[START OF Provided records]

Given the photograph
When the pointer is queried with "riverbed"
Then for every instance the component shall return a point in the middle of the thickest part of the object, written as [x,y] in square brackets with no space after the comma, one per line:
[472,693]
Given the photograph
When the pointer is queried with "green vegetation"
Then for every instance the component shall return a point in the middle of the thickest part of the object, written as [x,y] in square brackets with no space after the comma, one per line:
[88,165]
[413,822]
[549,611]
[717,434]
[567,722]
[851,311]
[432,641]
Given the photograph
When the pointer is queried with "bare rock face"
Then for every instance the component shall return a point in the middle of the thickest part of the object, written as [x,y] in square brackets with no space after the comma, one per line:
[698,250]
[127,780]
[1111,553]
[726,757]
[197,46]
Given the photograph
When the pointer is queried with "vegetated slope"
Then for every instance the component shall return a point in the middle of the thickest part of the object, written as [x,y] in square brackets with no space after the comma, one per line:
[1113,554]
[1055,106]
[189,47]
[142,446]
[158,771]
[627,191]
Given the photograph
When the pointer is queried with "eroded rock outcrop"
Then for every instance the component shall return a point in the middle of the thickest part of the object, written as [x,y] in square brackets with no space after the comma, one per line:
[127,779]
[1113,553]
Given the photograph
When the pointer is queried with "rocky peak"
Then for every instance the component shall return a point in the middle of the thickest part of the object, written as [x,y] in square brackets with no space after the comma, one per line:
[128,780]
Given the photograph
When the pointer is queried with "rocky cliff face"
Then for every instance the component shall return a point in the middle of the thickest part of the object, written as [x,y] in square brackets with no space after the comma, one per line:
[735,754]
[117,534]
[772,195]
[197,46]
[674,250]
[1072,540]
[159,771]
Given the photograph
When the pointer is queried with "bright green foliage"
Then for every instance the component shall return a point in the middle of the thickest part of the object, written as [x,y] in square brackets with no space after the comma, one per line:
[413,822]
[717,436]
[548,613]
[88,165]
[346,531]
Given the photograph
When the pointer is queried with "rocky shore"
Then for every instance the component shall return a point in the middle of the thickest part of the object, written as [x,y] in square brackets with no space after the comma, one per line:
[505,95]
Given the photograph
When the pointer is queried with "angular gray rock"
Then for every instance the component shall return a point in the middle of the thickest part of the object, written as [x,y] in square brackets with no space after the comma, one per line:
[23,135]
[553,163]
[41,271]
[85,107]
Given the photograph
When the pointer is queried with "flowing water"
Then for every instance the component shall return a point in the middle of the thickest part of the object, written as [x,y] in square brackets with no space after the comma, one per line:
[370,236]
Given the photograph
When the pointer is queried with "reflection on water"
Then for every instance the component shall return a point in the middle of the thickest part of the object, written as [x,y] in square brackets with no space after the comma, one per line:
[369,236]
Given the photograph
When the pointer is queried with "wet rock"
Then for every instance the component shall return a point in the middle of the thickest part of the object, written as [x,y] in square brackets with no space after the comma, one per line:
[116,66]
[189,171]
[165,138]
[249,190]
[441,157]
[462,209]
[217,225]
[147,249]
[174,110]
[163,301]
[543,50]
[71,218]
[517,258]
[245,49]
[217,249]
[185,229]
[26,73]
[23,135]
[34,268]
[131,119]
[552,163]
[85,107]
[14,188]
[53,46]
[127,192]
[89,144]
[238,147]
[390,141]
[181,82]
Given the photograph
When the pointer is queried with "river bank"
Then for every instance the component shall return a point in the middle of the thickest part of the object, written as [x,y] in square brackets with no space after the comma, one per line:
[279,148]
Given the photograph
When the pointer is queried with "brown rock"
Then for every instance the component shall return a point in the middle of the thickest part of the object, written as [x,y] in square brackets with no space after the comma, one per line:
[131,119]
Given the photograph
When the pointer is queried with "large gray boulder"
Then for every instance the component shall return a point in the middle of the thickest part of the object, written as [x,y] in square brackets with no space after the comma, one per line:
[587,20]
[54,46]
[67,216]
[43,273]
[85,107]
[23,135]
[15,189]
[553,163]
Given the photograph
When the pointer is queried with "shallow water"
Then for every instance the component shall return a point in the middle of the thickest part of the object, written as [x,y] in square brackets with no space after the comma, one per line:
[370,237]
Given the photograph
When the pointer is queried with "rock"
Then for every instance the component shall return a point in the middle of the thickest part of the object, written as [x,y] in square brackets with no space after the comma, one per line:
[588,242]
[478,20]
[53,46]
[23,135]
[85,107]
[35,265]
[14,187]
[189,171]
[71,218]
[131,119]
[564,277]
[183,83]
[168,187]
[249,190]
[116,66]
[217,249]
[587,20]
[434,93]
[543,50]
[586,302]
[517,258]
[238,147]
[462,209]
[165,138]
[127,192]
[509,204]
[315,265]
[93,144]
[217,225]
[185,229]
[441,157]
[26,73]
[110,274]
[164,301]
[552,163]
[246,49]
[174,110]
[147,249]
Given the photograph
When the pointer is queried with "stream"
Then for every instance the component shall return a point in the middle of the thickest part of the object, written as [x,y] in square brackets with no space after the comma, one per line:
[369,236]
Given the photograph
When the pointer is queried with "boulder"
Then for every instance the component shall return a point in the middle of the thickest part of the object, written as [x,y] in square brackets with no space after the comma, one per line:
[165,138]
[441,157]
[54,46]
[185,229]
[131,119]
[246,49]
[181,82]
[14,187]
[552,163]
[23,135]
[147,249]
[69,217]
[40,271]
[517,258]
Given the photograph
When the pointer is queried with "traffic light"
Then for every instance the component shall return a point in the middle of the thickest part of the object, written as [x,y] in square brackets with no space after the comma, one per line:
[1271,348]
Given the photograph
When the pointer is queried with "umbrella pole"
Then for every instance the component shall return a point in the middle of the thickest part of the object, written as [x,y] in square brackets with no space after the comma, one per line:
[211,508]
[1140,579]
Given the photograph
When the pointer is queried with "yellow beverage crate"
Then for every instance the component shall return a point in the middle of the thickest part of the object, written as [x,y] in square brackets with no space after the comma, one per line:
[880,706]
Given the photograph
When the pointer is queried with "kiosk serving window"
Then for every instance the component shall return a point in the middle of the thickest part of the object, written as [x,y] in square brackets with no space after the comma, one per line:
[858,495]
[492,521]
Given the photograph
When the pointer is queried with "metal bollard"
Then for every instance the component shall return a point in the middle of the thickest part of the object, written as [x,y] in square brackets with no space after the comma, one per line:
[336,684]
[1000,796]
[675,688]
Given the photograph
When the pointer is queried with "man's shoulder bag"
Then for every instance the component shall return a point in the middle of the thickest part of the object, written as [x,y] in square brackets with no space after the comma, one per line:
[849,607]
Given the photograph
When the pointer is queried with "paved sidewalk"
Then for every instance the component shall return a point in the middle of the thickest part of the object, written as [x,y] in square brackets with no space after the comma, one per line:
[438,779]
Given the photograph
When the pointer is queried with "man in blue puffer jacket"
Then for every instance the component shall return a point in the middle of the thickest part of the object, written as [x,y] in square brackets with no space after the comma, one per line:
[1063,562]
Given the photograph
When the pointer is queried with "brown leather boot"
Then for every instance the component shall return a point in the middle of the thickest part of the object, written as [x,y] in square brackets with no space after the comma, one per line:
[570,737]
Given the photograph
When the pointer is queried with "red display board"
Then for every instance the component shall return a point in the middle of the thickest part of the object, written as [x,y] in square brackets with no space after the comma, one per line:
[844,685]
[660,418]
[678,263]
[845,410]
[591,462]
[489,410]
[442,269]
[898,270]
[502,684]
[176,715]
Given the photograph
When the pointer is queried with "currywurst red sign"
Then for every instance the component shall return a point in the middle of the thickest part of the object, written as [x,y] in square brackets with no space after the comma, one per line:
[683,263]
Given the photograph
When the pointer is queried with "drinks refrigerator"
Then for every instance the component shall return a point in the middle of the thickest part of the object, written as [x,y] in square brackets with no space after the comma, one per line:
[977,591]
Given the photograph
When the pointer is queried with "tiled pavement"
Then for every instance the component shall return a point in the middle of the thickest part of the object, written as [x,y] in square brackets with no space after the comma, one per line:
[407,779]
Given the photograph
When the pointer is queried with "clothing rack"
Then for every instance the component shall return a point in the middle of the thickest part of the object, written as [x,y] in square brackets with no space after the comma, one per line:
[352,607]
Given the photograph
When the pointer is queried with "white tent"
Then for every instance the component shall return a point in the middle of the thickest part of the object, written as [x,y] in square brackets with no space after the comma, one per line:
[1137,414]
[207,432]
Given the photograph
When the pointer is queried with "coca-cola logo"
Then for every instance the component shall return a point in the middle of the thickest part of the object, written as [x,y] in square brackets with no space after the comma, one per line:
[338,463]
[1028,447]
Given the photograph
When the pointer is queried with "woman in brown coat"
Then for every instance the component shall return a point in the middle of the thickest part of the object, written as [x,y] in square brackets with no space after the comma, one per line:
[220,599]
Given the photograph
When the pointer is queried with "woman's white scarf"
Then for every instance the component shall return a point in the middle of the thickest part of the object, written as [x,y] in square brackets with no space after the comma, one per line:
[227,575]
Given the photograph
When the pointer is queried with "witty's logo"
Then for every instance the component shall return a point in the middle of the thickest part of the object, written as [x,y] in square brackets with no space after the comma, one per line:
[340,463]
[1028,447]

[END OF Provided records]

_Your task:_ How many lines in the rows above contain the string "rocky", with case counting? Reply with the number only.

_Output:_ 3